>> BEGIN

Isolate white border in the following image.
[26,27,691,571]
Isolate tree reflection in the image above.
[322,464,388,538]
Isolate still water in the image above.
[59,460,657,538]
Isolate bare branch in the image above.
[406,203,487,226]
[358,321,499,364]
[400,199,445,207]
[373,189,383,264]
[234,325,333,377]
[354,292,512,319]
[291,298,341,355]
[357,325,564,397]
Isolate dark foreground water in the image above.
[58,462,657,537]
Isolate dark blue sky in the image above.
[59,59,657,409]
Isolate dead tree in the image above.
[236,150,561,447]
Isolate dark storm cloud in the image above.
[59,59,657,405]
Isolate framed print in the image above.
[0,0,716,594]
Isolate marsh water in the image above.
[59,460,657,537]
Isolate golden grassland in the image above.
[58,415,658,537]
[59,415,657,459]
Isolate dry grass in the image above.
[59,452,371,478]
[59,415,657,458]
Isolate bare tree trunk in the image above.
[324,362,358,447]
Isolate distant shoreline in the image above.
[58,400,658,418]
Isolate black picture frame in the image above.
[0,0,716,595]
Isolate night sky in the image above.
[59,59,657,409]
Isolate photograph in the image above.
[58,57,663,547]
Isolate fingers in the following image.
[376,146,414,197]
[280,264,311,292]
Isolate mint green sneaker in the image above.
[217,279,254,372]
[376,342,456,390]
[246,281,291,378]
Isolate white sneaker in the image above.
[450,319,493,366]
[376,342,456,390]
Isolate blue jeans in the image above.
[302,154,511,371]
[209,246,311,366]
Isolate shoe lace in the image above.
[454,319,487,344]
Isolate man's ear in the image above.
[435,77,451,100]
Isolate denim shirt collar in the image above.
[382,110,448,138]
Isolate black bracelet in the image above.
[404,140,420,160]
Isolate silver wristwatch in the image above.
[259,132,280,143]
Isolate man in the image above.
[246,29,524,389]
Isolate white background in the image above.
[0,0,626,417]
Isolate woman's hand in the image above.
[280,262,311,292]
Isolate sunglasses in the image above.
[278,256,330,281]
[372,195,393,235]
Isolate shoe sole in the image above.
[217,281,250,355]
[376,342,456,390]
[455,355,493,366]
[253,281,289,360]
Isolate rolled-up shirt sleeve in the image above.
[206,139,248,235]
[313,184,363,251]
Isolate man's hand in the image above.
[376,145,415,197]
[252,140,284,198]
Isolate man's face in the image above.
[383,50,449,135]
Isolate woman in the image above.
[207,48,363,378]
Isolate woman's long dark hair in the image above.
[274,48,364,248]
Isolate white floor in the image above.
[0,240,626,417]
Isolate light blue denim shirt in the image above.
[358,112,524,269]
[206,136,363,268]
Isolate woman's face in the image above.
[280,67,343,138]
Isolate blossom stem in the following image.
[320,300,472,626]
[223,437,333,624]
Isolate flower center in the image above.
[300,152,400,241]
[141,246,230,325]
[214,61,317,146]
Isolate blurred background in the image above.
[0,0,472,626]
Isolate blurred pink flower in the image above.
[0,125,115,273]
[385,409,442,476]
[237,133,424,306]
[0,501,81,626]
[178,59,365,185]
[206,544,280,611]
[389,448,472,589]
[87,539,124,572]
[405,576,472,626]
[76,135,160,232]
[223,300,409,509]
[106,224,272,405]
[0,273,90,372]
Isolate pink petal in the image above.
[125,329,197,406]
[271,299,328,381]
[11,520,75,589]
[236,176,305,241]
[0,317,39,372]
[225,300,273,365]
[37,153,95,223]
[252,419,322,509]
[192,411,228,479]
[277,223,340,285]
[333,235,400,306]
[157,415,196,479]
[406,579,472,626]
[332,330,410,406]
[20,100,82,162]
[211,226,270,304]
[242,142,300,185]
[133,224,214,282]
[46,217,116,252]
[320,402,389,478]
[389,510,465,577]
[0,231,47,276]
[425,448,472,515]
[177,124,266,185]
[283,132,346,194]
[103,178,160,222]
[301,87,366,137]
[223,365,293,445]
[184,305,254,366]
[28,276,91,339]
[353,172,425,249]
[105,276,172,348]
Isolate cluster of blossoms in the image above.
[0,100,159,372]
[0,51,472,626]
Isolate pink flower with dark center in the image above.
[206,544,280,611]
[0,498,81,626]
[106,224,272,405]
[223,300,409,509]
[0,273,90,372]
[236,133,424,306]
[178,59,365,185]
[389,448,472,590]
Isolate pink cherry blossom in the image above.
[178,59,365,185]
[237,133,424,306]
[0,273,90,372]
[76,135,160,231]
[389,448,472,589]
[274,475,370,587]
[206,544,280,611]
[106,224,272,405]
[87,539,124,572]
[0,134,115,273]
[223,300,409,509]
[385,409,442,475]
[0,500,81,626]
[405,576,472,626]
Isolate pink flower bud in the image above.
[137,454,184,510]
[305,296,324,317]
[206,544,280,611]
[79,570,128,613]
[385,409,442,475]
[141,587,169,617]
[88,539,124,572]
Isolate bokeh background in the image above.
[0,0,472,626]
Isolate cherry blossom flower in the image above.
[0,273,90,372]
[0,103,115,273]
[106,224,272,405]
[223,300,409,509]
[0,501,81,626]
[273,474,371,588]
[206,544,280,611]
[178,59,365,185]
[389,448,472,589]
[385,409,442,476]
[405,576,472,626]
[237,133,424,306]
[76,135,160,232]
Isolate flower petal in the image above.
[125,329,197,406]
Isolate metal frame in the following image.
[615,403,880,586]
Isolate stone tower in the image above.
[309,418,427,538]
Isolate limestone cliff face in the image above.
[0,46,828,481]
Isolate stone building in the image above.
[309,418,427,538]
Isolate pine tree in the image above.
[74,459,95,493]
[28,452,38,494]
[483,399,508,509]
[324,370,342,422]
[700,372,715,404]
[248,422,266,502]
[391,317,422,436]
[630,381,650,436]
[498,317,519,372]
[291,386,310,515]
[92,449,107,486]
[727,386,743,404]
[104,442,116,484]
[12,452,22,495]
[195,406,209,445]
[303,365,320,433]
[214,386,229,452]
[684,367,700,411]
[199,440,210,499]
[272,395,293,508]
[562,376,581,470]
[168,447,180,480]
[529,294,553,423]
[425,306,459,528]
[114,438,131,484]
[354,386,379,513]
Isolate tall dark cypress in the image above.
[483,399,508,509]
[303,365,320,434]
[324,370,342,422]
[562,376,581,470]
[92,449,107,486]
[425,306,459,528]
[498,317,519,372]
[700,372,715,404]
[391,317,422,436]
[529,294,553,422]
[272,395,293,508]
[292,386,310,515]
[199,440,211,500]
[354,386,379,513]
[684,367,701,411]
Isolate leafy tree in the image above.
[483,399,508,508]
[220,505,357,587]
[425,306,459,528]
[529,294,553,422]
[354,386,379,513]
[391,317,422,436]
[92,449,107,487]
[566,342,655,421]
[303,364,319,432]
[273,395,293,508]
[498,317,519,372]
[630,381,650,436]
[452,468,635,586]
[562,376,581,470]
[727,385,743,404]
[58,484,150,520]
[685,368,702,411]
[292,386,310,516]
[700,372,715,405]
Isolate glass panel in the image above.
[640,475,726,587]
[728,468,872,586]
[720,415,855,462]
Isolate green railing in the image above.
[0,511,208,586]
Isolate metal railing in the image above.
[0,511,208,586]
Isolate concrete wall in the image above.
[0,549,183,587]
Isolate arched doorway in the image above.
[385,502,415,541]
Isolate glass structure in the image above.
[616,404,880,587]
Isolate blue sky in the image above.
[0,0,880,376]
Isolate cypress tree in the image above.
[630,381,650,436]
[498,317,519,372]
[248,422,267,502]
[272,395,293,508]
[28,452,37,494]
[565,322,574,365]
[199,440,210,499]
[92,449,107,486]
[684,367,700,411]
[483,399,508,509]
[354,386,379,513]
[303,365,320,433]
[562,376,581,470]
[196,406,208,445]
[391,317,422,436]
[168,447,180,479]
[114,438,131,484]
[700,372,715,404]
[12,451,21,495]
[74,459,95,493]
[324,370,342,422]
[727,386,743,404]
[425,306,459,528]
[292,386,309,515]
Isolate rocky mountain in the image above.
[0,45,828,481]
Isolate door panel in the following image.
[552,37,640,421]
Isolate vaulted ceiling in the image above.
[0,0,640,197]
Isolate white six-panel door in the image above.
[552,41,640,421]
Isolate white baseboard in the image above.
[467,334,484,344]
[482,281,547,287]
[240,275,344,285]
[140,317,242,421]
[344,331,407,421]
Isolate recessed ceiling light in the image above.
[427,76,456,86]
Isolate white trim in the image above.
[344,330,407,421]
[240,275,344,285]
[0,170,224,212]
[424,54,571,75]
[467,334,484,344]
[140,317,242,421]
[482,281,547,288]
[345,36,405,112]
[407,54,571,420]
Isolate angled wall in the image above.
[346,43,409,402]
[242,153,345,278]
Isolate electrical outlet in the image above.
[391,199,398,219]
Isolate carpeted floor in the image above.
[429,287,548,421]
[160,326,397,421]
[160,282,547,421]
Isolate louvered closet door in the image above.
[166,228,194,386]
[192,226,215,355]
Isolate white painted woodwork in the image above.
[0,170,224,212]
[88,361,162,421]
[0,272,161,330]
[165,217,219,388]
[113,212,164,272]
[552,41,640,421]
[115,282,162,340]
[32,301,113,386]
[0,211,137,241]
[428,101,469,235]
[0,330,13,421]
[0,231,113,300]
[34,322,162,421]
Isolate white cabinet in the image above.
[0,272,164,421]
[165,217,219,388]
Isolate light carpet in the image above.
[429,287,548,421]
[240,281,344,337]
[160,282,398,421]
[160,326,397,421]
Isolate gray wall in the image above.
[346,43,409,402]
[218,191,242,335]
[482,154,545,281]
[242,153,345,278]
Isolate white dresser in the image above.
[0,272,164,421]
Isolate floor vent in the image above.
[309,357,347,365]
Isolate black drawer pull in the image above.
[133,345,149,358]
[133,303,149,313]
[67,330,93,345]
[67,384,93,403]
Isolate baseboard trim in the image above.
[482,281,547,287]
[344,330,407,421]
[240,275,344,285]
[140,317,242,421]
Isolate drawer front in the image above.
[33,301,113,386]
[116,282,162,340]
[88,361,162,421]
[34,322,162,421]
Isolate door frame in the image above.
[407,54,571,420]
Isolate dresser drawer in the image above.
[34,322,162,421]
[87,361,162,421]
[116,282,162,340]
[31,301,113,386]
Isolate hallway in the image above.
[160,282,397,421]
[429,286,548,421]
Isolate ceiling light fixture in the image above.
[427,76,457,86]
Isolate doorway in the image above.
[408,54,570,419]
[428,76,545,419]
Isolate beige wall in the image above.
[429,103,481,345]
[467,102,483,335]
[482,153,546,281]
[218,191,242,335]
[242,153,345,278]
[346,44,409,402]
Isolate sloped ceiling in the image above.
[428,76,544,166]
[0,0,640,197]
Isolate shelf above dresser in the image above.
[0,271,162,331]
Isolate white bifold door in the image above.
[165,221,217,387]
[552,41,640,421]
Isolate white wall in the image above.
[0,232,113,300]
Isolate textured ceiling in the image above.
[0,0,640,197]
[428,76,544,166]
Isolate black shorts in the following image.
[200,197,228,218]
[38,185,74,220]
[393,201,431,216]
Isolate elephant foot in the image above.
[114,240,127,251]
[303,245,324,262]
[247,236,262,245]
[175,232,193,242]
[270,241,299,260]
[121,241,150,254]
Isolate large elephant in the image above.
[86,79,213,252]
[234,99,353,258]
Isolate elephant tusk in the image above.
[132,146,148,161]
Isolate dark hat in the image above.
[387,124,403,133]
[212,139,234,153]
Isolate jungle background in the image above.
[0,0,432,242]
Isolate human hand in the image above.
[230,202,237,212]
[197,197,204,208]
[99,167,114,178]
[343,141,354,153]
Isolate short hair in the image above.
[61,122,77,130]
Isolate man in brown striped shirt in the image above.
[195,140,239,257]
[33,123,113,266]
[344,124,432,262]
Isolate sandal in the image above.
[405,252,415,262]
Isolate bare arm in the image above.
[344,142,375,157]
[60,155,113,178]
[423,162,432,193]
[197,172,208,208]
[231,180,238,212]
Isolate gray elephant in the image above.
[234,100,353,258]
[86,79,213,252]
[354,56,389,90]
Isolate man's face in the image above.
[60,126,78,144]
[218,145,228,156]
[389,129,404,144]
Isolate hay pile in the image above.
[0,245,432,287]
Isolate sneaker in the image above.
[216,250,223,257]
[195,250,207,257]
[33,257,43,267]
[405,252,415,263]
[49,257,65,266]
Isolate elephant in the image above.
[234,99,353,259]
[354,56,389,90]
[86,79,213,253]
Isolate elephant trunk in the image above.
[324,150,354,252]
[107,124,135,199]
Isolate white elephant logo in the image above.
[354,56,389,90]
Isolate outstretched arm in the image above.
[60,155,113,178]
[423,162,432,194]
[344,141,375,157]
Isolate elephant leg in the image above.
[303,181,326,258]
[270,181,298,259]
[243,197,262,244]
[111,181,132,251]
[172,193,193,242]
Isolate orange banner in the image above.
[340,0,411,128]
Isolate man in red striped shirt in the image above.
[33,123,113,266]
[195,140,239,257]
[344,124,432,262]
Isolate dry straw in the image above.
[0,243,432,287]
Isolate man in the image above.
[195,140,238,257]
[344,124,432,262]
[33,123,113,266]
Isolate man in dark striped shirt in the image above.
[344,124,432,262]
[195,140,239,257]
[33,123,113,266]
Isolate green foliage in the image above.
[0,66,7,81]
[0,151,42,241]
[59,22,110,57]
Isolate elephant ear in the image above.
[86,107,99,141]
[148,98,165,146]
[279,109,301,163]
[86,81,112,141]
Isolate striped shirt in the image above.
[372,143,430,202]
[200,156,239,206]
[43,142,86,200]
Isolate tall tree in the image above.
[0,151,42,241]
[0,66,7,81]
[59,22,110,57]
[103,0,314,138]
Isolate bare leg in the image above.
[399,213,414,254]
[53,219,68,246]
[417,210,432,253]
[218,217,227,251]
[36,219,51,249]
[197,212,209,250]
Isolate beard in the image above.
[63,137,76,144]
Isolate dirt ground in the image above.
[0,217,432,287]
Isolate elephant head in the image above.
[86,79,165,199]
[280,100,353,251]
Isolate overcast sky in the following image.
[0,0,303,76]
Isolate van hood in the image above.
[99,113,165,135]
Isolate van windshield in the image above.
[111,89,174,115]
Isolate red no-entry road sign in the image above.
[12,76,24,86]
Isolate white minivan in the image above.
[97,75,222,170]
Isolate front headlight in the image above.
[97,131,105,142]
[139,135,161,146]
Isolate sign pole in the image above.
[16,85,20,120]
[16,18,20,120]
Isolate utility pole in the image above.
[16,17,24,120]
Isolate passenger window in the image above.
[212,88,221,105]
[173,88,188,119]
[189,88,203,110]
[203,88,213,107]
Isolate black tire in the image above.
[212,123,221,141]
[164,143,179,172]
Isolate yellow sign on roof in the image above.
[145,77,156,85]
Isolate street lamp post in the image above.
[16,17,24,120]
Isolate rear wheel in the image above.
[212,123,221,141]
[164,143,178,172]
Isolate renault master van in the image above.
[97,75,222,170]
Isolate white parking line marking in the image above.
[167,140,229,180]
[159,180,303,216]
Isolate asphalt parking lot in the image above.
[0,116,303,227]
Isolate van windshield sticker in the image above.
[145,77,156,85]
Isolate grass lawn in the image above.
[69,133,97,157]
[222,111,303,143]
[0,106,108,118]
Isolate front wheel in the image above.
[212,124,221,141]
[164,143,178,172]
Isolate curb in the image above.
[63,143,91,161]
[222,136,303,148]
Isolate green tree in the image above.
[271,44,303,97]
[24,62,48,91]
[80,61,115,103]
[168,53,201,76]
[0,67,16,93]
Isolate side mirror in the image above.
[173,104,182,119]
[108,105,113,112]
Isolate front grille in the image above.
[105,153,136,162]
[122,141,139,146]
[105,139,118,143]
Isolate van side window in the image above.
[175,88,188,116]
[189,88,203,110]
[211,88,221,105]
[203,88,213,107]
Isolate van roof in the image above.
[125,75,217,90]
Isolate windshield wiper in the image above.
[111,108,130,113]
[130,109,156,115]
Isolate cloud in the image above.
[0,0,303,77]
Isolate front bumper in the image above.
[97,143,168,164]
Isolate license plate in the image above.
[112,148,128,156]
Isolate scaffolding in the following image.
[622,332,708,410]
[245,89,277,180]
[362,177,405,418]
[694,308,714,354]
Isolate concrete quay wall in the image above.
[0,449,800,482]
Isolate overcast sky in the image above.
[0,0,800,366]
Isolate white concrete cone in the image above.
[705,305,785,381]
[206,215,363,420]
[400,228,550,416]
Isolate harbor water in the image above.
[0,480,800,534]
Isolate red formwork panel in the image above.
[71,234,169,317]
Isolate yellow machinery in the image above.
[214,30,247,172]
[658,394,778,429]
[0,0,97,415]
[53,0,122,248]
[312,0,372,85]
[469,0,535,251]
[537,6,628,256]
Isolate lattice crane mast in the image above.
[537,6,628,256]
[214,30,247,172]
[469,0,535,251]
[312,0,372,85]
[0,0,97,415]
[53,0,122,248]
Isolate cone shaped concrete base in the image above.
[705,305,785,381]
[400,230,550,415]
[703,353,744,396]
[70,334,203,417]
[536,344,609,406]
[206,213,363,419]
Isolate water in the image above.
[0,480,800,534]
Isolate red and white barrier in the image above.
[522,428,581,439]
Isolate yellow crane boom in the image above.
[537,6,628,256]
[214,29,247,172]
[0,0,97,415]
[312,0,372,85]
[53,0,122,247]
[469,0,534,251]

>> END

_Task details_
Copy the data lines above exactly, from the one containing "Isolate rolled-up shirt" through the one containing "[207,48,363,378]", with both of those lines included.

_Final result_
Isolate rolled-up shirt sleeve in the image above.
[206,139,248,235]
[313,184,363,251]
Isolate man's hand in the image above.
[376,145,415,197]
[252,140,284,198]
Isolate man's face in the image above.
[383,50,449,135]
Isolate woman in the image above.
[207,48,363,378]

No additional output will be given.